▸ DOCUMENT PASSAGE:
Hospital quality is hard to judge. We’ve discussed on this blog before the pitfalls of using measures such as adjusted mortality differences for this purpose. Just because a hospital has higher than expected mortality does not mean those death could have been prevented with higher quality care. More thorough methods assess errors and preventable harm in care. Case note review studies have suggested as little as 5% of deaths might be preventable in England and Wales. Another paper we have covered previously suggests then that the predictive value of standardised mortality ratios for preventable deaths may be less than 10%.

Another commonly used metric is readmission rates. Poor care can mean patients have to return to the hospital. But again, the question remains as to how preventable these readmissions are. Indeed, there may also be substantial differences between those patients who are readmitted shortly after discharge and those for whom it may take a longer time. This article explores the preventability of early and late readmissions in ten hospitals in the US. It uses case note review and a number of reviewers to evaluate preventability. The headline figures are that 36% of early readmissions are considered preventable compared to 23% of late readmissions. Moreover, it was considered that the early readmissions were most likely to have been preventable at the hospital whereas for late readmissions, an outpatient clinic or the home would have had more impact. All in all, another paper which provides evidence to suggest crude, or even adjusted rates, are not good indicators of hospital quality.

▸ GIVEN ENTRIES:
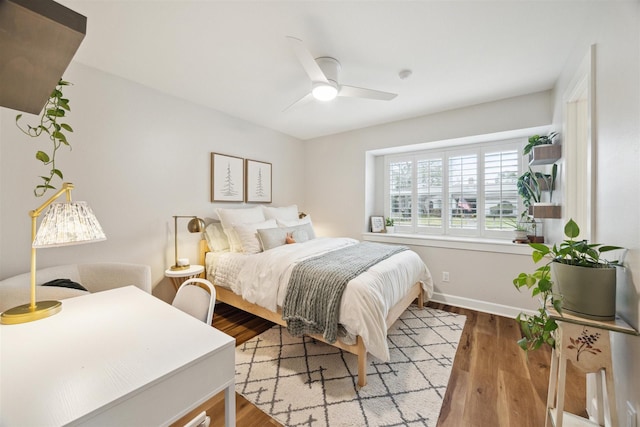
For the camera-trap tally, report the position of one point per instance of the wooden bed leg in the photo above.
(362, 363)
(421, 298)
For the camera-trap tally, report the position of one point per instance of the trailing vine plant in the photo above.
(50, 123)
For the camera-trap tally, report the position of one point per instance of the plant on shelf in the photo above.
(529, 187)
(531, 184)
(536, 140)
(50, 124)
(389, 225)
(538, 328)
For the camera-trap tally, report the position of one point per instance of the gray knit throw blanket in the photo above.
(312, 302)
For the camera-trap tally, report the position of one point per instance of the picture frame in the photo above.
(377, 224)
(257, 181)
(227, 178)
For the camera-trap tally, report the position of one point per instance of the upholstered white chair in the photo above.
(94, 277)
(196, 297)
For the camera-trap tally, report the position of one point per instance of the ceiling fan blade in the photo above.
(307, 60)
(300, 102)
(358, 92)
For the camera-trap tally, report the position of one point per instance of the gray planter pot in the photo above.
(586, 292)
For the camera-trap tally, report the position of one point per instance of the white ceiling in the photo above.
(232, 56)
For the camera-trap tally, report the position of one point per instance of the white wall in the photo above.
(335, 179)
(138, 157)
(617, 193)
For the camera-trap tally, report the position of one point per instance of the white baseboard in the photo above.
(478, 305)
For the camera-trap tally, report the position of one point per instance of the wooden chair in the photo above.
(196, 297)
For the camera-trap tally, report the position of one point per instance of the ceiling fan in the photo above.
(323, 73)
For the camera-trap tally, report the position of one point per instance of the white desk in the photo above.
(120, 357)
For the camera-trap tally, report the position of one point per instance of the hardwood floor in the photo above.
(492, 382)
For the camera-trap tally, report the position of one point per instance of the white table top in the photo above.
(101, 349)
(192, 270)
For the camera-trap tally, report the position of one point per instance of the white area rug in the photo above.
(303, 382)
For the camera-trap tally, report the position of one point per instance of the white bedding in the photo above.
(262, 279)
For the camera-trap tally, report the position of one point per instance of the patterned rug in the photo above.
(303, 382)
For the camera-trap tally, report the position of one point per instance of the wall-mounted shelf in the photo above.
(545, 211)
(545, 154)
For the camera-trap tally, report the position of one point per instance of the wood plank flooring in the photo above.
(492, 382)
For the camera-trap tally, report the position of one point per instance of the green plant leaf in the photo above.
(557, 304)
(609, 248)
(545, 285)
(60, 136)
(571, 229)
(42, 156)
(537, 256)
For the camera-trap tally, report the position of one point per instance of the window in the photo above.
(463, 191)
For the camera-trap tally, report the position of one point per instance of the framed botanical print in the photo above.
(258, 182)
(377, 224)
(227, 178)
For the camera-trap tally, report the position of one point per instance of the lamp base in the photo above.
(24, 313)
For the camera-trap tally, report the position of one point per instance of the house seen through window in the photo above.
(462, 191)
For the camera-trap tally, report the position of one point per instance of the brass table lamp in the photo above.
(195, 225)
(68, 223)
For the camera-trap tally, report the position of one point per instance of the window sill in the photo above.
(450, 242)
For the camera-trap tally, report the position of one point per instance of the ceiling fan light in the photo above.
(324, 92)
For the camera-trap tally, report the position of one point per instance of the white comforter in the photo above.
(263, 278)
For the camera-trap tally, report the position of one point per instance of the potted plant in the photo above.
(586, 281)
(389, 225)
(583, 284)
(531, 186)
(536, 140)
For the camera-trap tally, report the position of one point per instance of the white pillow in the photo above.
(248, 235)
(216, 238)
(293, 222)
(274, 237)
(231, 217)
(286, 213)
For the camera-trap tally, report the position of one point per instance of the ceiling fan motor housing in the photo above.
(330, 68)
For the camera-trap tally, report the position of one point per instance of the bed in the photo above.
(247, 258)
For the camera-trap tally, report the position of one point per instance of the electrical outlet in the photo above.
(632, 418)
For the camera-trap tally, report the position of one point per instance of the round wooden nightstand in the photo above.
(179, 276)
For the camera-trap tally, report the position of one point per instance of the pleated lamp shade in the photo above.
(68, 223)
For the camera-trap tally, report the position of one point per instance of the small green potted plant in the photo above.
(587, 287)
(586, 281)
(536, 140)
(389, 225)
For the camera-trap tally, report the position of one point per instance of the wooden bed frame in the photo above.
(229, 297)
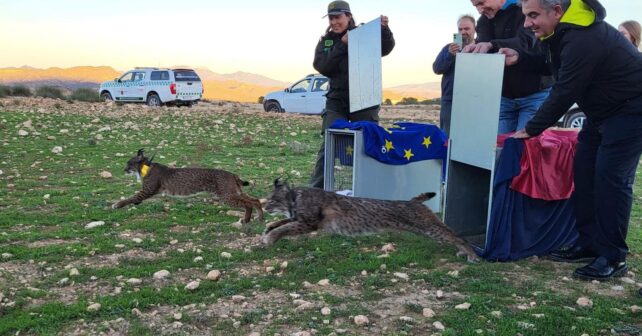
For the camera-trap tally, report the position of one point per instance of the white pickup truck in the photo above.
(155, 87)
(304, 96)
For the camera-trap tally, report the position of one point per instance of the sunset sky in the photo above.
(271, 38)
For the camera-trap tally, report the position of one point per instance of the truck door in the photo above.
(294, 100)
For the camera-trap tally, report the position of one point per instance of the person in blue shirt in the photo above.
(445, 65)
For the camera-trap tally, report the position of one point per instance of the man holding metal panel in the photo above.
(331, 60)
---
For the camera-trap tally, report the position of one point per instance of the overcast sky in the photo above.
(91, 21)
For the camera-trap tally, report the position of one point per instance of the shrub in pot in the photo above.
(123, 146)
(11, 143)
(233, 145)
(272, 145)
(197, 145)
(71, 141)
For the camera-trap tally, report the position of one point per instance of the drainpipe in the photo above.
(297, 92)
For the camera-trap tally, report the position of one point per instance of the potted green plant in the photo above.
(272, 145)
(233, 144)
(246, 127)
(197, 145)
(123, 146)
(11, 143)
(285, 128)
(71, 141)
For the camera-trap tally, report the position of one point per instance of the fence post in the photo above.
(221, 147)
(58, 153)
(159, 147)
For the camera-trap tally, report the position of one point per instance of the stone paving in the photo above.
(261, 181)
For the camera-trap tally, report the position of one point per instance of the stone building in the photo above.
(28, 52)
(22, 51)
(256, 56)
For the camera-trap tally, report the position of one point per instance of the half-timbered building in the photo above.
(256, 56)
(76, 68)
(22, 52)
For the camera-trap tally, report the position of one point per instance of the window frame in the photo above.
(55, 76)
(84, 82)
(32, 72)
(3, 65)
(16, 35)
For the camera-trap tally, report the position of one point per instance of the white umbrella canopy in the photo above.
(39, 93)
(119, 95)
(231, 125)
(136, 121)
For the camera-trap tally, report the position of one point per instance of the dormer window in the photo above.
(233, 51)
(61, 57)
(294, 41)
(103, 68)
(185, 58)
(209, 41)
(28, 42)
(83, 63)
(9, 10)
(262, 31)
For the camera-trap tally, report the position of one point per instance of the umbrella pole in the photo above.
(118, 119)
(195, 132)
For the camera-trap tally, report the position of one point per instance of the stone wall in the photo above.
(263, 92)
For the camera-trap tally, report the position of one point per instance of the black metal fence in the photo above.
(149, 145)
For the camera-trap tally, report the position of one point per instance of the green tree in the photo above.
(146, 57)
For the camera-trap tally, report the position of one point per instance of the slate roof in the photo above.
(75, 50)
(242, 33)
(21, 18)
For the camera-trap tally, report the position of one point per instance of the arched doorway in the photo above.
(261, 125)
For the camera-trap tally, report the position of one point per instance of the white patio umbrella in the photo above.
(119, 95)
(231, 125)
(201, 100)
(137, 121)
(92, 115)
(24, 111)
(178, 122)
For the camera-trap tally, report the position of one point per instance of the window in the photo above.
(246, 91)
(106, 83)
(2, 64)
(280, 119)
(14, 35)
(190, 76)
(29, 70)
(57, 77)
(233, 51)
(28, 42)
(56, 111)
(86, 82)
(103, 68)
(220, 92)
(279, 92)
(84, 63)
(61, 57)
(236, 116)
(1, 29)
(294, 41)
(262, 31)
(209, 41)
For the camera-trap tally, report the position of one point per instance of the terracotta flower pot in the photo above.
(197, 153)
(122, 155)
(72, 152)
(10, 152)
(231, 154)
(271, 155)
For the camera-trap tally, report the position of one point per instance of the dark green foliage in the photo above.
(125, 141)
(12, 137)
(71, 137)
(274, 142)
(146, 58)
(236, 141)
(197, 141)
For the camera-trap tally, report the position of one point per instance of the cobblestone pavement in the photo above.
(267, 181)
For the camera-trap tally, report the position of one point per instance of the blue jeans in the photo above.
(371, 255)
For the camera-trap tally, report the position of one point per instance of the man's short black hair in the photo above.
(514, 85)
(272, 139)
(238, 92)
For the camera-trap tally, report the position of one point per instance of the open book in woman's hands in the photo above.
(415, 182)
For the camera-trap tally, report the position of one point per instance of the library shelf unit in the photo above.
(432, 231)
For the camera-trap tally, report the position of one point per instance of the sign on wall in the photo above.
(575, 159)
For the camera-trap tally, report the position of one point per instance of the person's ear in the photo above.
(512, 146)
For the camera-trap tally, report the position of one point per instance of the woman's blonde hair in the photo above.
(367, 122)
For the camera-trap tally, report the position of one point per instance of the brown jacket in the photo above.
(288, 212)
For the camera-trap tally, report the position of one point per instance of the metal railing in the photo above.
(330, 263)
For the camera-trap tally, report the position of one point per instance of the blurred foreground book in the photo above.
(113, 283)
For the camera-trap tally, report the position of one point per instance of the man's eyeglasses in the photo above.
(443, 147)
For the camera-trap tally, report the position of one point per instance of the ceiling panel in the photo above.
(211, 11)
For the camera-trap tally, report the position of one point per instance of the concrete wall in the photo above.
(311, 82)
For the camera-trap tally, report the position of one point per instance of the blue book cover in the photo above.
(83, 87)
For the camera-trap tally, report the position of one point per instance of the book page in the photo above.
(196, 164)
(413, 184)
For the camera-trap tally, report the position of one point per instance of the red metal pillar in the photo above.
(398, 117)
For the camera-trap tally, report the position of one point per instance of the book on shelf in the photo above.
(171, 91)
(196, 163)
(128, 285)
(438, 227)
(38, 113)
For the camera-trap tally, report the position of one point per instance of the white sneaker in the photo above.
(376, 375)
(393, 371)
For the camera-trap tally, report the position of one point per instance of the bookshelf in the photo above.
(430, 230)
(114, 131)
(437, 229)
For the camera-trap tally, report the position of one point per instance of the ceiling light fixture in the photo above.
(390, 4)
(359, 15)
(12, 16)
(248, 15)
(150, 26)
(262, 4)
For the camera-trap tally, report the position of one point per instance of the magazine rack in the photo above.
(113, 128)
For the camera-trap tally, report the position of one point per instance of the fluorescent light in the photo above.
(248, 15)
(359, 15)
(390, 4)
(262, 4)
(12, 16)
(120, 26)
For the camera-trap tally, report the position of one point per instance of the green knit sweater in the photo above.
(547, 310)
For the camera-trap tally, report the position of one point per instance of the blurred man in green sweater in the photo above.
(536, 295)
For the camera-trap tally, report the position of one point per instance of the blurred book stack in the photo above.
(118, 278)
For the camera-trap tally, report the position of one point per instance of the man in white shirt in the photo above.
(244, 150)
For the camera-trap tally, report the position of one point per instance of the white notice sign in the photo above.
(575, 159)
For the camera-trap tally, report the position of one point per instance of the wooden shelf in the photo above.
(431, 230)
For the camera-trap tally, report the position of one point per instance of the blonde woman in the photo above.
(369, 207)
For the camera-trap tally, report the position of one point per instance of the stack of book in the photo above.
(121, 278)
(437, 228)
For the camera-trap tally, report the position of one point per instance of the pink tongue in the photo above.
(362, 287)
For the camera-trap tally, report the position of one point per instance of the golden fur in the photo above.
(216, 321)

▸ TASK PROMPT: Repeat the passage on judging hospital quality, starting with "Hospital quality is" and going on through "less than 10%.", but switch "this blog" to "this website".

▸ EXPECTED OUTPUT:
Hospital quality is hard to judge. We’ve discussed on this website before the pitfalls of using measures such as adjusted mortality differences for this purpose. Just because a hospital has higher than expected mortality does not mean those death could have been prevented with higher quality care. More thorough methods assess errors and preventable harm in care. Case note review studies have suggested as little as 5% of deaths might be preventable in England and Wales. Another paper we have covered previously suggests then that the predictive value of standardised mortality ratios for preventable deaths may be less than 10%.